#### TASK LIST
- A) From the CHOP and BGI announcement, quote the passage between "January 10, 2013" and "clinical laboratory testing.", inclusive.
- B) According to the CHOP and BGI announcement, when was the BGI@CHOP Joint Genome Center established?

#### SELECTED EXCERPT
January 10, 2013
The Children’s Hospital of Philadelphia (CHOP) and BGI-Shenzhen today announced a formal agreement to collaborate on research into next-generation sequencing and analysis of pediatric brain tumors, in support of the Childhood Brain Tumor Tissue Consortium (CBTTC). The research initiative will draw on the resources of the state-of-the-art Joint Genome Center BGI@CHOP. That center provides next-generation sequencing (NGS) under CAP/CLIA guidelines, which represent the gold standard of quality in clinical laboratory testing.
The CBTTC is a collaborative pediatric research group that brings together four institutions: The Children’s Hospital of Philadelphia (which houses the Operations Center) and the Children’s Hospital of Pittsburgh, Seattle Children’s Hospital and Lurie Children’s Hospital of Chicago. The consortium is dedicated to the collection, annotation, and molecular analyses of children’s brain tumors. Next- generation sequencing of pediatric brain tumors offers a deep and comprehensive view into the genetic underpinnings of these often-devastating solid tumors. In collaboration with BGI’s genomics platforms, the new project will support the development of new and more effective forms of therapy targeted to each patient’s specific subtype of brain tumor.
Tom Curran, PhD, FRS, Deputy Scientific Director of the CHOP Research Institute, commented, “These important efforts are made possible through the further extension of CHOP’s productive collaboration with BGI, a world-class institution in the global genome sequencing arena that is using its scientific expertise and technological know-how to improve medical research.”
“BGI is pleased to have deepened its relationship with The Children’s Hospital of Philadelphia, a global leader in pediatric care and research,” said Dr. Jun Wang, Executive Director of BGI-Shenzhen. “We look forward to a productive partnership that will accelerate advances in the research and treatment of pediatric brain tumors.”
Supported by CHOP’s and BGI’s excellent infrastructure and extensive experience in NGS services, the BGI@CHOP Joint Genome Center was established in November 2011 under a partnership between both institutions to focus on discovery of genes underlying rare and common pediatric diseases.

#### EXTRACTED INFORMATION
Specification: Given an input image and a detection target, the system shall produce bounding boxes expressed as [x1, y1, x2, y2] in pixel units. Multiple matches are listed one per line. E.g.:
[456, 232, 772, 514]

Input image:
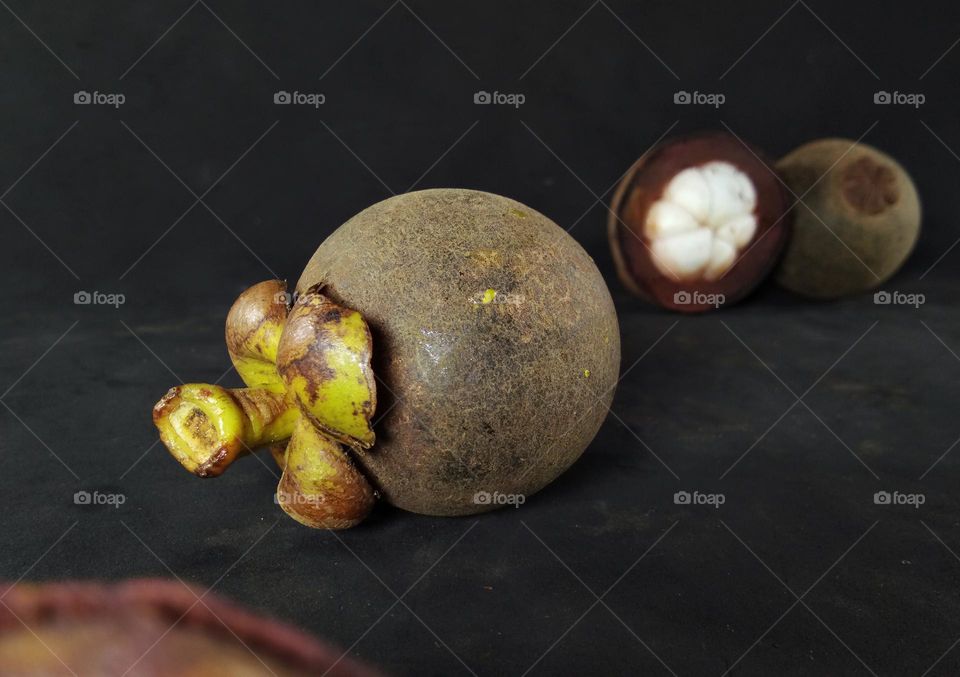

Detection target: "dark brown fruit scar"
---
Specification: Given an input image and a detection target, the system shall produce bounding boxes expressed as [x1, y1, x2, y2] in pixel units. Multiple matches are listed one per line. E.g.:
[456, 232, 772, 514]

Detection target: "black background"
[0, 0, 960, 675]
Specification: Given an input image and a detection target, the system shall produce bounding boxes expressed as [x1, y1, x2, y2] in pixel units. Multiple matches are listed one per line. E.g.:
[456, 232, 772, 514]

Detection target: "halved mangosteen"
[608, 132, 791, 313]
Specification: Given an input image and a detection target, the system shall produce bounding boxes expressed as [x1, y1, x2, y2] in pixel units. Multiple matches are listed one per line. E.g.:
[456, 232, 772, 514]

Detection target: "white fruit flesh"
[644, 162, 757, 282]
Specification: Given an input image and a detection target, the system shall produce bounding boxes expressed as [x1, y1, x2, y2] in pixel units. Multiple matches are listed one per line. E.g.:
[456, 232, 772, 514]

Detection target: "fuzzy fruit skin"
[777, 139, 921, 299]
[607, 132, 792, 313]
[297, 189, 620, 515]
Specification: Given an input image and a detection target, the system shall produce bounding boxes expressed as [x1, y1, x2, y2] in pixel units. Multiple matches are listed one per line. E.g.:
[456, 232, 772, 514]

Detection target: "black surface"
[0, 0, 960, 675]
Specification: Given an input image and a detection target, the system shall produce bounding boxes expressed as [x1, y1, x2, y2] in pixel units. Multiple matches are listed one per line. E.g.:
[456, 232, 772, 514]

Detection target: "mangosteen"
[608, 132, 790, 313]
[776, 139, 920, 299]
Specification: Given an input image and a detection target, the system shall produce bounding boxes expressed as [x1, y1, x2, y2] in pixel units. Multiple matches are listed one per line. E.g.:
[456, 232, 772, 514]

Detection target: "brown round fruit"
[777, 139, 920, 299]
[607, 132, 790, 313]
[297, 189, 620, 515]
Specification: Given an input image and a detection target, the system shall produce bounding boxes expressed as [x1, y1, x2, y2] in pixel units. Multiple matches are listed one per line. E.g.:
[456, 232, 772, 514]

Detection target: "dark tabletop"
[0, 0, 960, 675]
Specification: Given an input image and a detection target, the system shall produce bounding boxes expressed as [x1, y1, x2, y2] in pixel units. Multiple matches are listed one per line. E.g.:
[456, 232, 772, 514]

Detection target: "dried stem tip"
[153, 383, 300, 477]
--
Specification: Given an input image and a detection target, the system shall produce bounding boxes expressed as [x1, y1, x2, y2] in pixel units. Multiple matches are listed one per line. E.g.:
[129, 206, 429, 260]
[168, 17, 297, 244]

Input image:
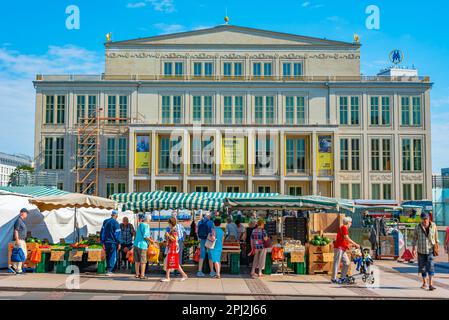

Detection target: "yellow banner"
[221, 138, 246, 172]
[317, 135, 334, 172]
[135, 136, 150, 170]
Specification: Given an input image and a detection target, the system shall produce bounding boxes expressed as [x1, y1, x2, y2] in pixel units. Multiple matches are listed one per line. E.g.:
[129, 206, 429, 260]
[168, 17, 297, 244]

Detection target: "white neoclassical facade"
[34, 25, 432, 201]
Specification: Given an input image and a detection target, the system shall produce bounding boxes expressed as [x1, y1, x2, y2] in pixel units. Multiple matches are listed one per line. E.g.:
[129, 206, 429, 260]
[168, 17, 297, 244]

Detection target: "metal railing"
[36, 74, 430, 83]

#### RESULTS OF THE EXERCISE
- A)
January 10, 2013
The Children’s Hospital of Philadelphia (CHOP) and BGI-Shenzhen today announced a formal agreement to collaborate on research into next-generation sequencing and analysis of pediatric brain tumors, in support of the Childhood Brain Tumor Tissue Consortium (CBTTC). The research initiative will draw on the resources of the state-of-the-art Joint Genome Center BGI@CHOP. That center provides next-generation sequencing (NGS) under CAP/CLIA guidelines, which represent the gold standard of quality in clinical laboratory testing.

- B) November 2011